◆ **What needs to be done**
Nothing may be dropped or altered: reproduce all the data.

◆ **Task inputs**
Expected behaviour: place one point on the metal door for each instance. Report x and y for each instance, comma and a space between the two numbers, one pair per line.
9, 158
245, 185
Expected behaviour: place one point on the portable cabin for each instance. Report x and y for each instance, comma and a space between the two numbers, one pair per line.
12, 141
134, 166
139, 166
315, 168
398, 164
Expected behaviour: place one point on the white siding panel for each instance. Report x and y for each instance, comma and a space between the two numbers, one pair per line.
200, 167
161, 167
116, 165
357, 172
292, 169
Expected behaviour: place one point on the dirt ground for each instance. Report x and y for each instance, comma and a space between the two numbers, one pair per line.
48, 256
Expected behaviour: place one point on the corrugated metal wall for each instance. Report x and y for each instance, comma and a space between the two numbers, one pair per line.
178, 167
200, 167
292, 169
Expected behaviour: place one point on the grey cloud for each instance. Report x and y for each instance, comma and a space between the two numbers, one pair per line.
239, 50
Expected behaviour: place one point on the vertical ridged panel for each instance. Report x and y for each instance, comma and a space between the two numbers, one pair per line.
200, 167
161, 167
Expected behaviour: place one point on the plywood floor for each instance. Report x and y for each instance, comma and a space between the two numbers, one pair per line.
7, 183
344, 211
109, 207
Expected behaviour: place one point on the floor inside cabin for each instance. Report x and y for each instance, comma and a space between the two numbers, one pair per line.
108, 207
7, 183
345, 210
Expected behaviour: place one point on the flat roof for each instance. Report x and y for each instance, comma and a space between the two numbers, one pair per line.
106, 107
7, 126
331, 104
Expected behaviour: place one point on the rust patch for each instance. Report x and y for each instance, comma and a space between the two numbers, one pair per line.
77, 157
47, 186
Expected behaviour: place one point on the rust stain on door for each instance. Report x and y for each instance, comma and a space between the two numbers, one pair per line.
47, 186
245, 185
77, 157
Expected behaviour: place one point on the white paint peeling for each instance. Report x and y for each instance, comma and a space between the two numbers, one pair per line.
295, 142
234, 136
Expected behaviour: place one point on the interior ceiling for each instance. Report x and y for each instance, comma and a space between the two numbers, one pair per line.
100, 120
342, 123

◆ **Solution**
Expected behaviour: place one point on the metal door for each instance. Report x and y for each instance, comma and a space between the two numbers, one pair per line.
9, 158
245, 185
Expected behaviour: place one point on the portable cabin for each instance. Report x and y for each instance, comma and a space between the two numbers, one pair per line.
12, 141
134, 166
139, 166
315, 168
398, 164
Expected behaviour: place one point on the white siding panel for each instance. Report x and y for each instance, comma and a space between the two numbers, one pair per line.
200, 167
161, 167
116, 165
357, 172
292, 169
Expected behaviour: place one point on the dirt ground for each instance. Report x and y for each instance, comma and a space between the two numbers, one pair per line.
48, 256
Expected behaviour: place one point on the corrugated metal wall for each instance. Report x and y for each instance, comma and a space between the two numbers, one pair per line.
178, 167
200, 167
292, 169
Expected behaviour: place one point on the grey cloud for each instance. Report x and y for each instance, comma and a space between the two numbers, one pair per line.
239, 50
Expected behaviour: place one point on the vertical ridged panel for each instance. Report x and y for each instance, comma and a space between the two numbers, one pair per line.
200, 167
161, 167
Expected behaviour: place one point on the plywood floor for each instance. Report x and y for each instance, comma and a space between the two numbers, one pair per line.
7, 183
344, 211
109, 207
Expected behaviour: place one point on the floor inside cabin for each instance. Report x and y for each instance, comma and a space between the two numbers, one pair per line.
108, 207
7, 183
345, 210
Expected behaviour: place one point on the flat roof for each instance. Report x and y for each instance, comma and a space between the two numbers, one pair per line.
106, 107
7, 126
331, 104
Expected behaviour: place one point on the rust patch for each instance. Report x and y for each instance, comma and a space between the two numbers, one pair per line.
77, 157
47, 186
Expected behaviour: place one point on the rust stain on door for each instance. Report x and y for each instance, comma and a space between the two numbers, one pair per line.
47, 186
245, 185
77, 157
Expected behaviour: place one point on the white paint peeling for each instance. Report x and y for each instance, comma and a space between the two numbers, one pair per line.
295, 142
234, 136
Expected behaviour: place one point on the interior ceiling for each instance. Report x and y for each instance, comma and a space between the two numbers, one pair per line.
100, 120
342, 123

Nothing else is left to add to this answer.